Su estilo de vida, más acorde con las tendencias eco de moda que difícilmente llegan a estos barrios, aún es una excentricidad para la mayoría de sus vecinos, pero ella es una de las agentes de transformación fichadas por la alcaldía. De cualquier forma, es muy crítica con la manera en que el poder público suele acercarse a las favelas. “Aquí las instituciones cada vez vienen con una propuesta. Cuando quieren hacer algo, le ponen un nombre bonito para la cosa fea que van a hacer, con personas de fuera, que hacen una maqueta que les parece maravillosa pero que para nosotros no funciona”, remarca. Mientras habla sin parar, detrás de su casa, se ve la enorme torre del teleférico que sube a la favela, una obra faraónica hecha al calor de los fastos olímpicos y que lleva abandonada varios años. Roque agradece que por primera vez se haya recurrido a la gente del territorio para buscar soluciones. Lo atribuye a la actual secretaria de Medio Ambiente, Tainá de Paula, arquitecta y urbanista, negra y criada en las favelas.

====

• Consigna del ejercicio
¿Podrías prolongar el fragmento sobre Roque y la actuación de la alcaldía en las favelas, empezando justo después de su última oración? Los datos que aparecen a continuación son material independiente del fragmento.

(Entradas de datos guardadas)
====

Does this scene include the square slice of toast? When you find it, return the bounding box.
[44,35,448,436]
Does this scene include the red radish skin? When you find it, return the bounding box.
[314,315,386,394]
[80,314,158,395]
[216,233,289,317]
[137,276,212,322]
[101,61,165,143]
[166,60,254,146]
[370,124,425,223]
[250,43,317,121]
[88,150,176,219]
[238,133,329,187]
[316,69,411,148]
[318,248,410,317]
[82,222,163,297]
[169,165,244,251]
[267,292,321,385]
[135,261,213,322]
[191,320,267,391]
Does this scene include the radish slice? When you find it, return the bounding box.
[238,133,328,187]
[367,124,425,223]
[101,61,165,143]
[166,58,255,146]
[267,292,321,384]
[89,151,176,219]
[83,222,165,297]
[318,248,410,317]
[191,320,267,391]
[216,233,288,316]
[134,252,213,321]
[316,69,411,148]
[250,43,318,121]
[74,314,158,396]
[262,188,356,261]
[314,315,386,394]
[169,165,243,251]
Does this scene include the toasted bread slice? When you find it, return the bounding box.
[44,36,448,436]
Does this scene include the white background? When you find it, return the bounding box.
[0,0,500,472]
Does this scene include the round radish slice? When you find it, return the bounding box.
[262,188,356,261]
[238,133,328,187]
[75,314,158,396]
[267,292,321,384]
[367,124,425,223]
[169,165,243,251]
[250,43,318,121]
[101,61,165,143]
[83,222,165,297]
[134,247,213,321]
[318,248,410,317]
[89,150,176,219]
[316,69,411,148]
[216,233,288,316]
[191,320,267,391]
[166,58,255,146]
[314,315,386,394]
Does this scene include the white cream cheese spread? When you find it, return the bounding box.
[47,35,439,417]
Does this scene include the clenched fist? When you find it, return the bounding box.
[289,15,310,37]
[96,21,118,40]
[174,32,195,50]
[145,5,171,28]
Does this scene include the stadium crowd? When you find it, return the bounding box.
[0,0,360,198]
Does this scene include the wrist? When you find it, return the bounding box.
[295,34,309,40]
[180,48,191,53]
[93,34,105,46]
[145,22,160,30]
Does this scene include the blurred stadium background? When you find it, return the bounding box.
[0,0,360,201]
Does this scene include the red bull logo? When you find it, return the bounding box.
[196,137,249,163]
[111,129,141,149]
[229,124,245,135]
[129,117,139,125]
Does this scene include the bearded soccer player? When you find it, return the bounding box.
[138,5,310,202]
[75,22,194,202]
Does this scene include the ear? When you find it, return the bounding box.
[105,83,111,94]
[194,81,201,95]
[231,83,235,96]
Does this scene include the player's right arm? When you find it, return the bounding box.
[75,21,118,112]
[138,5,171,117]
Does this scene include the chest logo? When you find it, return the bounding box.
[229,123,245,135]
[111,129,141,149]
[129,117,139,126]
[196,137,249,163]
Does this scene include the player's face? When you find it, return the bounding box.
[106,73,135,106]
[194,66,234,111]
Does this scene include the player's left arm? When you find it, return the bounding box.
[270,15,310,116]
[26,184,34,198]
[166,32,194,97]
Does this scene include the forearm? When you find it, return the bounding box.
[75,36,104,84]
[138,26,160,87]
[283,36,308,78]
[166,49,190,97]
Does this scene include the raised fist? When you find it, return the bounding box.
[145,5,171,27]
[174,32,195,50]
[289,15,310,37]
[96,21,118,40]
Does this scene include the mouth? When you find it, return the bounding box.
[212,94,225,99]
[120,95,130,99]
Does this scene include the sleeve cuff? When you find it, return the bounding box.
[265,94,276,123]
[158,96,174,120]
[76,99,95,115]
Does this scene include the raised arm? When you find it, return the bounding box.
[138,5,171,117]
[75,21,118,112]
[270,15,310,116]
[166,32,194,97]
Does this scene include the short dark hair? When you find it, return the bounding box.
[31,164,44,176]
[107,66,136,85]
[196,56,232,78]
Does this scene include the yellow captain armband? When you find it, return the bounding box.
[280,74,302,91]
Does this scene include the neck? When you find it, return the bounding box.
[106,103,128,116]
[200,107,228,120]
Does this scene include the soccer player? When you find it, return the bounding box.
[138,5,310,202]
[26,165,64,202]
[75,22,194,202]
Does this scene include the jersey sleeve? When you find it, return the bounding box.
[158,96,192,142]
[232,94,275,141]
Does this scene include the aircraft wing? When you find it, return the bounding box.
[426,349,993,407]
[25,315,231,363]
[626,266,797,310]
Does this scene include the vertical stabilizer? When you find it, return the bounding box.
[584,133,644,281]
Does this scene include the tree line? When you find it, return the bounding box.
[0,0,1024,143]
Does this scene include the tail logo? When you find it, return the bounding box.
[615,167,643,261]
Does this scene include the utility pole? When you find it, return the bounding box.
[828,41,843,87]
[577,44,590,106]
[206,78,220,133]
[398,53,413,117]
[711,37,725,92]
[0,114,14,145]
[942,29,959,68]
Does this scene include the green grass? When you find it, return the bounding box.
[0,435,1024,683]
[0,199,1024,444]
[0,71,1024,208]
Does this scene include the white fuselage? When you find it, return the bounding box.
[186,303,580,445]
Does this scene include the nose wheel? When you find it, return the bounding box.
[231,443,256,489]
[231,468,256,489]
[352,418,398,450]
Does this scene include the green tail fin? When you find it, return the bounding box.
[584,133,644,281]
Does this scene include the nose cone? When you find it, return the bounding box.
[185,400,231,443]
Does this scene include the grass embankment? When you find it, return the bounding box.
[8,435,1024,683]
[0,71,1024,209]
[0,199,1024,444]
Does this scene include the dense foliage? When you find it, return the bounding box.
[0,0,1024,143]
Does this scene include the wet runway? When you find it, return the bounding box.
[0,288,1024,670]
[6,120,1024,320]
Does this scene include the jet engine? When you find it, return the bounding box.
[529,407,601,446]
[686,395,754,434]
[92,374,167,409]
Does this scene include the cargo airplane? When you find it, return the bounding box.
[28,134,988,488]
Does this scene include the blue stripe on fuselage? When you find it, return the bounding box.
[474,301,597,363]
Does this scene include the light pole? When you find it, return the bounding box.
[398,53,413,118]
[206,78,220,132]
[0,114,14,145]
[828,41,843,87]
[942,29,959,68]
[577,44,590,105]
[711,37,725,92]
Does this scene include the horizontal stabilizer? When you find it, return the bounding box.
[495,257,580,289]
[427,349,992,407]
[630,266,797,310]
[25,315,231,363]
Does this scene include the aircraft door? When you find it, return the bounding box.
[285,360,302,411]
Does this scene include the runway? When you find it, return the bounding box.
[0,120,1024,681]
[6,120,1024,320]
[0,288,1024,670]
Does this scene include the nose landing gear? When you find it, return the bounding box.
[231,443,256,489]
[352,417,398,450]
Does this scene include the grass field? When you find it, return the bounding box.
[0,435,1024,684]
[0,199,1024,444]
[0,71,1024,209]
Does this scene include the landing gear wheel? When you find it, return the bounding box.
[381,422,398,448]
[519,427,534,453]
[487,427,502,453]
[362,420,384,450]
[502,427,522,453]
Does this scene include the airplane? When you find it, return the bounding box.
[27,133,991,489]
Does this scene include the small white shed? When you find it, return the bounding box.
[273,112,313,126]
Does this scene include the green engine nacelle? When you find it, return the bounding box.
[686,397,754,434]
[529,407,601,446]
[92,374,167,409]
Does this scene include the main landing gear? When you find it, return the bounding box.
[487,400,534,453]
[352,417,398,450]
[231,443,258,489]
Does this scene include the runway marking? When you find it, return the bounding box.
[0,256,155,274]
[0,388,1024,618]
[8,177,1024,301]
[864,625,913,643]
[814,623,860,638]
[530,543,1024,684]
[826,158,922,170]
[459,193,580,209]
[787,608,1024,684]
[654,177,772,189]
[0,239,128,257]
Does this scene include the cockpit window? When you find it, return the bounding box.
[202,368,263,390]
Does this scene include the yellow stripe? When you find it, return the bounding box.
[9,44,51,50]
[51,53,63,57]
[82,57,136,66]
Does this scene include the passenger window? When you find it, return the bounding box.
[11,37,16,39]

====

• Espacio de respuesta
Esta política progresista explica por teléfono que esa mirada diferente es clave en el funcionamiento del programa, que se basa en la premisa del “racismo ambiental” y de que determinados sectores y territorios han sido históricamente excluidos del debate ambiental más amplio. “En Río la transición entre la favela y la selva está muy mal resuelta (…) las personas que están en esas zonas son estratégicas para garantizar que no haya avance (de la urbanización) y que haya prácticas de reforestación. No tiene mucho sentido traer personas de fuera para hacer ese trabajo, cada territorio tiene su especificidad. Es muy importante crear una mirada local que sea sensible y próxima al poder público”, asegura.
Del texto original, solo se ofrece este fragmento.